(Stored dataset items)
================

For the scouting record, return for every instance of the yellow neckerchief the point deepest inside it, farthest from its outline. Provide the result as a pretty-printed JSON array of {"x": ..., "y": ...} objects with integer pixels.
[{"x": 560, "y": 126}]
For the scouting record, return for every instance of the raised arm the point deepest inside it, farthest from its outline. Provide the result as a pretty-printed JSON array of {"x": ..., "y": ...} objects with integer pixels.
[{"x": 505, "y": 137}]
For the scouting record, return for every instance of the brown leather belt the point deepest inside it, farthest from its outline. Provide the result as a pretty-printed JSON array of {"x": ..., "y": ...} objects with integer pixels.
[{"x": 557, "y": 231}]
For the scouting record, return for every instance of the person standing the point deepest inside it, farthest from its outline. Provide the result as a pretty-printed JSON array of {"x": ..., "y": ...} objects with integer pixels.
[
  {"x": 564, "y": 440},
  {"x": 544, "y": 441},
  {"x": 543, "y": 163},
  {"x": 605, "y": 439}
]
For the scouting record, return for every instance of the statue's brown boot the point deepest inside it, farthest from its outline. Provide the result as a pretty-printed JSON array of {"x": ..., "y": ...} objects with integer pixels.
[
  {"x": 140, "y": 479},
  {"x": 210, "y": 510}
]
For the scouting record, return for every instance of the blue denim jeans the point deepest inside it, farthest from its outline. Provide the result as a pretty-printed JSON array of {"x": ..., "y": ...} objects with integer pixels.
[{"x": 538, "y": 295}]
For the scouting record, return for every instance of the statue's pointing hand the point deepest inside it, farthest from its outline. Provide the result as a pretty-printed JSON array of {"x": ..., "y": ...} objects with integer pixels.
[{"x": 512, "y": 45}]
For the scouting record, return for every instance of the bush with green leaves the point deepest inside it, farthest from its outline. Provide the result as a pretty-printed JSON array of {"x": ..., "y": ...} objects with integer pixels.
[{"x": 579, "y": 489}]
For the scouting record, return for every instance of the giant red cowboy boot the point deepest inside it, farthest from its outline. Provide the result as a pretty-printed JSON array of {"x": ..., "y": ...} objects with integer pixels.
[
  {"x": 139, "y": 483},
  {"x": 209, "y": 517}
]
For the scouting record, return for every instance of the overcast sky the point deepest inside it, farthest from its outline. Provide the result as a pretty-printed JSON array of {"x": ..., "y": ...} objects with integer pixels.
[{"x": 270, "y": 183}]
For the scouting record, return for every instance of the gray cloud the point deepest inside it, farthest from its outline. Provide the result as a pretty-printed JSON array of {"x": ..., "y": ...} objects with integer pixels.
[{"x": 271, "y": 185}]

================

Top to bottom, transcribe every line above exactly.

For the scouting record, return for every instance of the yellow neckerchief the point deepest inside it, farthest from its outline. Provide the result as a pretty-printed JSON array of {"x": ..., "y": ...} objects with integer pixels.
[{"x": 560, "y": 126}]
For the scouting record, return for every instance of the raised arm the point deepest inside it, farthest from its outline. Provide the result as a pretty-printed JSON array of {"x": ..., "y": ...} objects with integer pixels.
[{"x": 505, "y": 137}]
For the scouting record, return for every instance of the brown leather belt the point deepest inside it, farthest from its outline. Provide the result as a pretty-printed JSON array of {"x": ..., "y": ...} objects with integer pixels.
[{"x": 557, "y": 231}]
For the scouting record, return for every instance of the person standing the point deepest inside it, farthest from its outline. Provide the result as a pretty-printed JSON array of {"x": ..., "y": ...} objects with integer pixels.
[
  {"x": 564, "y": 440},
  {"x": 544, "y": 441},
  {"x": 543, "y": 163},
  {"x": 605, "y": 439}
]
For the scouting record, return for every instance of the statue's brown boot the point deepest inside it, farthest from its outline. Provide the result as a pretty-printed JSON array of {"x": ..., "y": ...} objects with integer pixels.
[
  {"x": 140, "y": 479},
  {"x": 210, "y": 510}
]
For the scouting record, return for every instance of the blue denim jeans the point deepest inside it, farthest from its outline. Provide the result as a pretty-printed JSON array of {"x": ..., "y": ...} objects with integer pixels.
[{"x": 538, "y": 295}]
For the scouting record, return for every instance of the statue's pointing hand the point deepest inside it, farthest from its outline. Provide the result as a pretty-printed JSON array of {"x": ..., "y": ...} objects with integer pixels.
[{"x": 512, "y": 45}]
For the scouting record, return for every instance of the bush with green leaves the point deepest inside it, farthest from its outline. Provide the result as a pretty-printed JSON array of {"x": ..., "y": ...} objects with integer pixels.
[{"x": 579, "y": 489}]
For the scouting record, return for every instance of the giant red cowboy boot the point deepest inside it, farthest from its outline. Provide the result as a pretty-printed JSON array of {"x": ..., "y": ...} objects with integer pixels.
[
  {"x": 139, "y": 483},
  {"x": 209, "y": 517}
]
For the scouting record, return for every instance of the overcast sky the point deepest inside it, farthest from its outline. Provide the result as a pretty-printed JSON array of {"x": ..., "y": ...} objects with integer pixels.
[{"x": 270, "y": 183}]
For the scouting record, return for every instance of the gray cloud the point deepest inside it, farthest from its outline. Provide the result as a pretty-printed JSON array of {"x": ..., "y": ...} objects with integer pixels.
[{"x": 271, "y": 185}]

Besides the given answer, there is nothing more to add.